= Stated task =
Swap "practice" for "exercise" in the lines starting with the line that contains "of the yellow" and going on through the line that contains "the white chest", keeping everything else the same. Return only those lines.

---------- Listed entries

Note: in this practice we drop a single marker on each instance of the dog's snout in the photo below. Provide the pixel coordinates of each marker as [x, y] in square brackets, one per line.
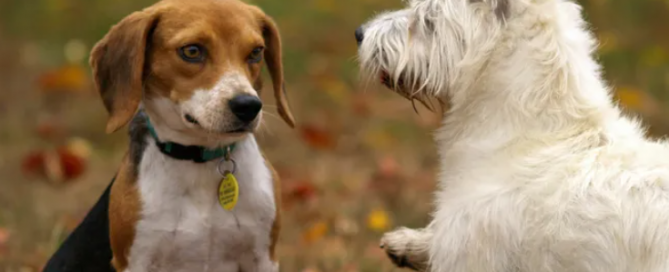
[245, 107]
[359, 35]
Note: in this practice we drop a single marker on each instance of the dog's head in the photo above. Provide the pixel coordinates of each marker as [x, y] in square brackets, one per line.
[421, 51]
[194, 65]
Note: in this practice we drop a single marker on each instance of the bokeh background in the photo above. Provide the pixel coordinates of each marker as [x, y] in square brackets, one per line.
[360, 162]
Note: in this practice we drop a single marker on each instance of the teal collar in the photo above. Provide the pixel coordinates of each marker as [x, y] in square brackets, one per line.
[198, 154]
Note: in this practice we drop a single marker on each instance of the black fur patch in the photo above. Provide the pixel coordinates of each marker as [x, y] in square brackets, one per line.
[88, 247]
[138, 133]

--------------------
---------- Listed entries

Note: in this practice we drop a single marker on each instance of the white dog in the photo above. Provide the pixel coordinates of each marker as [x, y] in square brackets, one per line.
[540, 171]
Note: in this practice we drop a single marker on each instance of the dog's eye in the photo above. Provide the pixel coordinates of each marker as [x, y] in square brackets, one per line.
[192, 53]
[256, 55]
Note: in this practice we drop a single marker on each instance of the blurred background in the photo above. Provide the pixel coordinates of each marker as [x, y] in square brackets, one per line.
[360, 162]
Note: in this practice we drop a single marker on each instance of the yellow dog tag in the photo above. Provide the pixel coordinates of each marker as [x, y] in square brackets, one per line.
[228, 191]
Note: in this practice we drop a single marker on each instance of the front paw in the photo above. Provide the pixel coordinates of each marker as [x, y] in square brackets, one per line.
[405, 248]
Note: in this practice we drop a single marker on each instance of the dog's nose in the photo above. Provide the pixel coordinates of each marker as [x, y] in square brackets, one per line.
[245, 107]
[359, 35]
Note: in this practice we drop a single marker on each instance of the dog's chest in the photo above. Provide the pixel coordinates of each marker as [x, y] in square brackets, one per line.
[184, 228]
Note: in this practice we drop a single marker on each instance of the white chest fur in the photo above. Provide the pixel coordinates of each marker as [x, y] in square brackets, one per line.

--------------------

= Correct response =
Note: in this exercise we drop a single marker on each instance of the yellow dog tag in the photo above. Provide the pixel coordinates of each marker as [x, y] in square brackets, one per line.
[228, 191]
Note: in this exercise we drop a single marker on each instance of the front paw in the photo above. Provide the pixel coordinates of each marker as [x, y] in square brackets, one per line.
[405, 248]
Note: in this exercise we drop a single marker on each instance of the dog's nose in the photo above. Provide the pixel coordinates of each marker as [x, y] in square brackets, one per line.
[245, 107]
[359, 35]
Note: in this exercise we drop a single marker on each instance of the dog's chest in the photo above. Provide the pixel coordinates of each marker as [x, y] in square brackets, one per line.
[184, 228]
Note: in this exercise we drop a single marker on each instance of the white chest fur in the photo above. Provide the pixel coordinates of each marker as [x, y] in square brackets, one per line.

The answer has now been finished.